### Problem details:
Reproduce every one of the stored records below verbatim, keeping each character and line break unchanged.

(Stored records)
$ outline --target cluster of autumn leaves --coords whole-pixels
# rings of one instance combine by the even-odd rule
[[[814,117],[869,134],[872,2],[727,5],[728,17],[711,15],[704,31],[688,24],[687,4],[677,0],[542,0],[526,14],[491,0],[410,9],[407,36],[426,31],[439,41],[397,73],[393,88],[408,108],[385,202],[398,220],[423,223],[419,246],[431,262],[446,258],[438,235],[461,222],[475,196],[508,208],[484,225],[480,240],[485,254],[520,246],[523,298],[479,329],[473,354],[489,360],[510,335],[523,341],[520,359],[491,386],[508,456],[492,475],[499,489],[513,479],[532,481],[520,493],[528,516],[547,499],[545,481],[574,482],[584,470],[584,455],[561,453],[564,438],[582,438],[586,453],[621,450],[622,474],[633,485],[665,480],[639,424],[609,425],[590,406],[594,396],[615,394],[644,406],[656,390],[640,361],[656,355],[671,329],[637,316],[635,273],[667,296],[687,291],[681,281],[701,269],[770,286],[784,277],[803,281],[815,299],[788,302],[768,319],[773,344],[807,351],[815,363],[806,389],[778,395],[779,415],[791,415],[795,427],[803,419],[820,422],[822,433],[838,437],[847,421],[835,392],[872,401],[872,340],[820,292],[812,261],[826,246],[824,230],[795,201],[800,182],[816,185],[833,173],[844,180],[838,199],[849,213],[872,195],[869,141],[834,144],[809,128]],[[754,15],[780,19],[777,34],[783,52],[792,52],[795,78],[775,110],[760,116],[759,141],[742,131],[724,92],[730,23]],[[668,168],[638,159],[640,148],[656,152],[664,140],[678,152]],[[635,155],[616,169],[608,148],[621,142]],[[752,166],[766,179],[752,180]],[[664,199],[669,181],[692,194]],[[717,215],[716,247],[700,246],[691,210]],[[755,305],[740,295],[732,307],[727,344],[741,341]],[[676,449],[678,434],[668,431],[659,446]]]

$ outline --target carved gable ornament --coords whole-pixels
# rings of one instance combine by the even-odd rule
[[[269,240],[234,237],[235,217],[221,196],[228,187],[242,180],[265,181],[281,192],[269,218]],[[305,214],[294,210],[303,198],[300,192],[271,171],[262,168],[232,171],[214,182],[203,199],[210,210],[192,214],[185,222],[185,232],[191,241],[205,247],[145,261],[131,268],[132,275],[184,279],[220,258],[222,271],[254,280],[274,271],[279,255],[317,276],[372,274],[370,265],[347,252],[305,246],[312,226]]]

### Result of the task:
$ outline --target cluster of autumn leaves --coords whole-pixels
# rings of one instance combine by the even-odd rule
[[[814,117],[869,134],[872,2],[727,5],[728,17],[711,15],[704,31],[688,24],[687,4],[677,0],[542,0],[526,14],[491,0],[410,9],[407,36],[426,31],[439,41],[397,73],[393,88],[408,108],[385,202],[398,220],[423,223],[419,246],[431,262],[446,258],[438,235],[461,222],[475,196],[508,208],[484,225],[480,240],[485,254],[520,246],[523,298],[479,329],[473,354],[489,360],[510,335],[523,341],[520,359],[491,386],[508,456],[492,475],[499,489],[513,479],[532,481],[520,493],[528,516],[547,499],[545,481],[574,482],[584,470],[584,455],[561,453],[564,438],[582,438],[586,453],[621,450],[622,474],[633,485],[665,480],[639,424],[609,425],[590,406],[594,396],[615,394],[644,406],[656,390],[640,361],[656,355],[671,329],[637,316],[635,273],[667,296],[687,291],[681,281],[701,269],[770,286],[784,277],[803,281],[815,299],[788,302],[768,319],[773,344],[807,351],[815,363],[806,389],[778,395],[779,415],[791,415],[795,427],[803,419],[820,422],[822,433],[838,437],[847,421],[835,392],[872,401],[872,340],[820,292],[812,261],[826,246],[824,230],[795,201],[800,182],[816,185],[833,173],[844,180],[838,199],[849,213],[872,195],[869,141],[834,144],[809,128]],[[754,15],[780,19],[777,34],[783,52],[792,52],[795,78],[775,110],[760,116],[759,141],[742,131],[724,92],[730,23]],[[668,168],[638,159],[640,148],[656,152],[664,140],[678,152]],[[635,155],[616,169],[608,148],[621,142]],[[752,166],[766,179],[752,180]],[[664,199],[669,181],[692,194]],[[717,215],[716,247],[700,246],[691,210]],[[755,305],[740,295],[732,307],[727,344],[741,341]],[[676,449],[678,434],[668,431],[659,446]]]

$ outline --target carved gable ornament --coords whole-pixels
# rings of one instance combine by the even-odd rule
[[[269,240],[234,237],[235,217],[221,196],[228,187],[242,180],[265,181],[281,192],[269,218]],[[305,214],[294,210],[303,198],[300,192],[271,171],[262,168],[232,171],[214,182],[203,199],[210,210],[192,214],[185,222],[185,232],[191,241],[205,247],[145,261],[131,268],[132,275],[184,279],[220,258],[222,271],[254,280],[274,271],[279,255],[317,276],[372,274],[370,265],[347,252],[305,246],[312,226]]]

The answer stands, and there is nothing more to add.